> _WHAT YOU HAVE TO DO_
In your answer, copy every entry that follows exactly.
Top of EXERCISE DATA
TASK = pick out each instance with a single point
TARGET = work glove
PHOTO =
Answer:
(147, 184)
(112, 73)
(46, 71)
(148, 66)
Bottom of EXERCISE DATA
> _RESPONSE AREA_
TASK = pick out each instance with a single point
TARGET = work glove
PHOTO =
Answer:
(147, 184)
(112, 73)
(46, 71)
(148, 66)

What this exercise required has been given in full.